Aangeleverde tekst:
━━━━━━━━━━━━━━━━━━━━━━━━━━━━━━

De onzichtbare lijn van de poëzie
door Wim Platvoet
–
–
De spronglaag is een raamvertelling, die begint met de verschijning op een zonnige lentenamiddag van een oude man, die volgens zichzelf een beroemde dichter was, maar nu ‘een mervouw’ is en een ‘verhaal over vroeger voor me’ had, en dit verhaal aan mij vertelt – of is het de ik die het verhaal aan zichzelf en aan de lezer vertelt? Nadat dit verhaal in poëtische en prozaïsche fragmenten is verteld, ‘stapte [mijn bezoeker] naar buiten, trok haar jurk recht, keek nog een keer om en glimlachte stralend.’, zoals de slotregels van de tekst luiden.

━━━━━━━━━━━━━━━━━━━━━━━━━━━━━━

Aangeleverde gegevens:
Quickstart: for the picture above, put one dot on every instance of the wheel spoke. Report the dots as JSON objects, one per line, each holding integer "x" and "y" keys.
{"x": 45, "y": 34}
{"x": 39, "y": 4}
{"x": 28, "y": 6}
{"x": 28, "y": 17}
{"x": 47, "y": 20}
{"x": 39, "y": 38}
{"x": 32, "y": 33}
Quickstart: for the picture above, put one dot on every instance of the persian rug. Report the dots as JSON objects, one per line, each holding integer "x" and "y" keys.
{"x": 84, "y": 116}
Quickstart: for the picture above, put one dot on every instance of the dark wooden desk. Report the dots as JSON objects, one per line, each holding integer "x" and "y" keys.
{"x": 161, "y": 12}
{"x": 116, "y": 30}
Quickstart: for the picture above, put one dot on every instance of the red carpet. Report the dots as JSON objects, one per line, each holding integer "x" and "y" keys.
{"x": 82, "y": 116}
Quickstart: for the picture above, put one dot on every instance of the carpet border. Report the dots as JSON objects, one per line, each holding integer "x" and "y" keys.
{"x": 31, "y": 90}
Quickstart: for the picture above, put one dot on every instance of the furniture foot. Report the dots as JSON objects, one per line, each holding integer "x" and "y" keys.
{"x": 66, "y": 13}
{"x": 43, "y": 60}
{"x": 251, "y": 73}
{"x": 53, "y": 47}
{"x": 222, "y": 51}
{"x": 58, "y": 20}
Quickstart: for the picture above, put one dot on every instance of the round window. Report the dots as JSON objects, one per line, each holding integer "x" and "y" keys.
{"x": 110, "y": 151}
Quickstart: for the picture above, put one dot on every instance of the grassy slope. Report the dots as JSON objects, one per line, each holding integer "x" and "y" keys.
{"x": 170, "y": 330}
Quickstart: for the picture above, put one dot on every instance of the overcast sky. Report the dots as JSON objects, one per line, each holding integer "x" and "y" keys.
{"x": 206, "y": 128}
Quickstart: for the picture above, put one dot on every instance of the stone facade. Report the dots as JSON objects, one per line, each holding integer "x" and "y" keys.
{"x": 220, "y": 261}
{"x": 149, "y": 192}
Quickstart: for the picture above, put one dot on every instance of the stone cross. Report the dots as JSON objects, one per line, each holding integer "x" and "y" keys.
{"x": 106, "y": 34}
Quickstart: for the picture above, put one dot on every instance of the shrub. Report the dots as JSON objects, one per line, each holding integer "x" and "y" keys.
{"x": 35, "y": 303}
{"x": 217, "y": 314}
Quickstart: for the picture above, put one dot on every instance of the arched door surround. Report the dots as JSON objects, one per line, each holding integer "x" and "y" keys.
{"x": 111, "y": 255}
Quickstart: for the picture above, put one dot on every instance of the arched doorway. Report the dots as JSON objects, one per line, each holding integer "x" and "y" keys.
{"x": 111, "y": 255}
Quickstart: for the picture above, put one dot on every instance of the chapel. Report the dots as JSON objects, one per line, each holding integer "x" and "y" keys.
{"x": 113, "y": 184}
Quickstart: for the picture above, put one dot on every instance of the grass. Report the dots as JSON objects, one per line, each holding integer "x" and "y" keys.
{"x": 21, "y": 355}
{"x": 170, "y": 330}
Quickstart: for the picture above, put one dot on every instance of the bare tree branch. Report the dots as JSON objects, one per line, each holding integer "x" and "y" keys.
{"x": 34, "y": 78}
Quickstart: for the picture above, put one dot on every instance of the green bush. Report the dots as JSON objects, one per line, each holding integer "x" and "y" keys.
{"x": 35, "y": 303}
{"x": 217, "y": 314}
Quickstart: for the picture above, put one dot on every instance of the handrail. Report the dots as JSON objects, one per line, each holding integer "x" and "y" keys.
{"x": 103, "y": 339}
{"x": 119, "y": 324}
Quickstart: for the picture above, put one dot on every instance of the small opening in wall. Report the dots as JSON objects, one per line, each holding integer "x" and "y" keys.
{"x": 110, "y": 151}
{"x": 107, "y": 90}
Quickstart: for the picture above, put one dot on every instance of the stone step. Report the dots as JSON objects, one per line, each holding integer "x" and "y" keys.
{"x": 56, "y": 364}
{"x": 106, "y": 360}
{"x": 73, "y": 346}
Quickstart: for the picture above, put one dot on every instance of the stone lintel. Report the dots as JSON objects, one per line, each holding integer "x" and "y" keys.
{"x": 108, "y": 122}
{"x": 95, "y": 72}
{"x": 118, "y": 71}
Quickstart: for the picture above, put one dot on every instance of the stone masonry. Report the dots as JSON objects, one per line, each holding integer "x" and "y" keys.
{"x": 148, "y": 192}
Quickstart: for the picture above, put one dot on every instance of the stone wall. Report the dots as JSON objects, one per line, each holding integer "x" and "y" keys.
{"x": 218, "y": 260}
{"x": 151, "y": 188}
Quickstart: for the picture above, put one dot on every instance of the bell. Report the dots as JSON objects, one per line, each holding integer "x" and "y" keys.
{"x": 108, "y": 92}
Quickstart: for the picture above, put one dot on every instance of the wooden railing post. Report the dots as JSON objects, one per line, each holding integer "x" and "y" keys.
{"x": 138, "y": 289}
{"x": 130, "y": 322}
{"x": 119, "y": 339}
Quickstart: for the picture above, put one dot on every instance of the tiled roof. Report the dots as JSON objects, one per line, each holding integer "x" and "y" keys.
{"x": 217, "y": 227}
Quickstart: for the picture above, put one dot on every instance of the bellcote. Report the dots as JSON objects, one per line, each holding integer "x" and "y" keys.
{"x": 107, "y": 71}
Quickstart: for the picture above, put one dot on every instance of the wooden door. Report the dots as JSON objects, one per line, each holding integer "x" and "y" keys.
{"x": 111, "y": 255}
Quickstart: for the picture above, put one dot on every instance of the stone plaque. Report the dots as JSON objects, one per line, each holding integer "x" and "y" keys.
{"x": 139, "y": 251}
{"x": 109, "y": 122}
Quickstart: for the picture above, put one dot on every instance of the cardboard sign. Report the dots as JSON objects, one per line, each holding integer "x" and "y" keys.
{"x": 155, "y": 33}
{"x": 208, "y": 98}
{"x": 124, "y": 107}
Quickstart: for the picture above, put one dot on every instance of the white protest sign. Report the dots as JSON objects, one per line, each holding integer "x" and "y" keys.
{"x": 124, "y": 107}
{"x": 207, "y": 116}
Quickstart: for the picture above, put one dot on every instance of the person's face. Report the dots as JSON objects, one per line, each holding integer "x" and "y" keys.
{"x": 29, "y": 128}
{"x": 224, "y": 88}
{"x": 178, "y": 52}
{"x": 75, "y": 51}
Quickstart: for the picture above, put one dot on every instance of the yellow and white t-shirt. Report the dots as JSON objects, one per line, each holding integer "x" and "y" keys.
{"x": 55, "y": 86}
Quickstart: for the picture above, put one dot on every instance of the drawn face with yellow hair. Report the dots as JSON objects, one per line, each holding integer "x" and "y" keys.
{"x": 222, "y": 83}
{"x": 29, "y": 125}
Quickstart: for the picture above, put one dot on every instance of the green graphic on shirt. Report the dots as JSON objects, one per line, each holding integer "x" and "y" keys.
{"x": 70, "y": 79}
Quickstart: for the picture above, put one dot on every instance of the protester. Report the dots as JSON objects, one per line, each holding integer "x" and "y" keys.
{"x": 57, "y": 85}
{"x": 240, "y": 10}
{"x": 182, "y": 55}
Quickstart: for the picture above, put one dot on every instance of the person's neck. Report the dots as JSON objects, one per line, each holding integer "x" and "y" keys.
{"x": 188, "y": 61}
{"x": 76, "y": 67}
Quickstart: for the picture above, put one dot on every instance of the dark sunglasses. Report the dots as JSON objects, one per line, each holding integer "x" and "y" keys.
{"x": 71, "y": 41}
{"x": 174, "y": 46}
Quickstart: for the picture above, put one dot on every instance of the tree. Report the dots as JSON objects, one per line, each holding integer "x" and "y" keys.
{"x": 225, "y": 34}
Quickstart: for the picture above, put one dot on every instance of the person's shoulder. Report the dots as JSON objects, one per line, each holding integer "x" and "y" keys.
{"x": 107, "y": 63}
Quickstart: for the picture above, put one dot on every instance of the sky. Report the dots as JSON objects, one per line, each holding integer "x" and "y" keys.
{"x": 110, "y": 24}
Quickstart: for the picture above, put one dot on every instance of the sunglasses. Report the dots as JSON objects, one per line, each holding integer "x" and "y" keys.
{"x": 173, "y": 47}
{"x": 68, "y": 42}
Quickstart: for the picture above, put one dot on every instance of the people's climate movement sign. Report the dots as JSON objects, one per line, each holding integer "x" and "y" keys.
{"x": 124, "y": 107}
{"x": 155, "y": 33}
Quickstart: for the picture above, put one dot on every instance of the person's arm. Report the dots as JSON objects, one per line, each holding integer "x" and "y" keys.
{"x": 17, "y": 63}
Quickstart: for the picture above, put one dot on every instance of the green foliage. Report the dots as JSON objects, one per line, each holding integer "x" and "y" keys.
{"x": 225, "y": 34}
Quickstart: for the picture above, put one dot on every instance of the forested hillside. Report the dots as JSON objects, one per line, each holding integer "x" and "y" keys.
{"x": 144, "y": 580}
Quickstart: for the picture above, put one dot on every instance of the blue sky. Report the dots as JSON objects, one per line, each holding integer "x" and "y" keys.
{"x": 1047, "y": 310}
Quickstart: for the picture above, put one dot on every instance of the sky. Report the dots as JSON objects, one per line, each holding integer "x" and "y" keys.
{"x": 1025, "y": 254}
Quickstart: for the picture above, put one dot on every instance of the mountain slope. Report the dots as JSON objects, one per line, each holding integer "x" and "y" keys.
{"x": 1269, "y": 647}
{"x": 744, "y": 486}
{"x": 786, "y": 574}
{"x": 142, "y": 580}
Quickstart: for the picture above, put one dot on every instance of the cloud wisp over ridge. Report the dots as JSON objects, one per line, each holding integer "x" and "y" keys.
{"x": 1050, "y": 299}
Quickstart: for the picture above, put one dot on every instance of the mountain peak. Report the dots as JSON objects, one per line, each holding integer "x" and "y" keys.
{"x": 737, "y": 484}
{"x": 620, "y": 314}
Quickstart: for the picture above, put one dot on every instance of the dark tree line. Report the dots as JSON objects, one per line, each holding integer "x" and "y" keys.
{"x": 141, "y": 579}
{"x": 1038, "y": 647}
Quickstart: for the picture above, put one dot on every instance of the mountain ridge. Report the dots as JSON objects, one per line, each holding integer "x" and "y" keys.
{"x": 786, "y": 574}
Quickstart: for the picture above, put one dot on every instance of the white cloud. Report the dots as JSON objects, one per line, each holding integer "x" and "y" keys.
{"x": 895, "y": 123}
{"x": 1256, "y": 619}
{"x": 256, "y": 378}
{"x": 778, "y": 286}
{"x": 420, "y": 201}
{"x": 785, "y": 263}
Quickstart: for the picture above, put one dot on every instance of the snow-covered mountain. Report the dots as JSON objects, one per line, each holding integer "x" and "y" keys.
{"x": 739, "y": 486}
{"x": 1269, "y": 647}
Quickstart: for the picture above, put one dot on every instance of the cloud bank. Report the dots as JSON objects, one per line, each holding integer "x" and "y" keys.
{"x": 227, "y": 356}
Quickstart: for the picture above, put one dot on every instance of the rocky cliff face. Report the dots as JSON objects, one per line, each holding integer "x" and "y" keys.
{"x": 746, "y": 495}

━━━━━━━━━━━━━━━━━━━━━━━━━━━━━━

Uit te voeren:
1. Op wat voor middag verschijnt de oude man volgens de aangeleverde tekst?
2. Stemmen de volgende beweringen overeen met de aangeleverde tekst? Beantwoord elke bewering met ja of nee en citeer de woorden uit de tekst die de doorslag geven.
(a) De spronglaag wordt een raamvertelling genoemd.
(b) Het verhaal wordt uitsluitend in proza verteld.
(c) De oude man zegt dat hij vroeger een beroemde schilder was.
3. Bewerk een deel van de aangeleverde tekst, beginnend bij "De onzichtbare lijn" en eindigend bij "de tekst luiden.". Geef dat deel opnieuw en vervang daarin "lentenamiddag" door "herfstmiddag".
De gegevens zijn hier niet nodig.

Antwoorden:
1. Op een zonnige lentenamiddag.

2.
(a) Ja: "De spronglaag is een raamvertelling"
(b) Nee: "in poëtische en prozaïsche fragmenten"
(c) Nee: "die volgens zichzelf een beroemde dichter was"

3.
De onzichtbare lijn van de poëzie
door Wim Platvoet
–
–
De spronglaag is een raamvertelling, die begint met de verschijning op een zonnige herfstmiddag van een oude man, die volgens zichzelf een beroemde dichter was, maar nu ‘een mervouw’ is en een ‘verhaal over vroeger voor me’ had, en dit verhaal aan mij vertelt – of is het de ik die het verhaal aan zichzelf en aan de lezer vertelt? Nadat dit verhaal in poëtische en prozaïsche fragmenten is verteld, ‘stapte [mijn bezoeker] naar buiten, trok haar jurk recht, keek nog een keer om en glimlachte stralend.’, zoals de slotregels van de tekst luiden.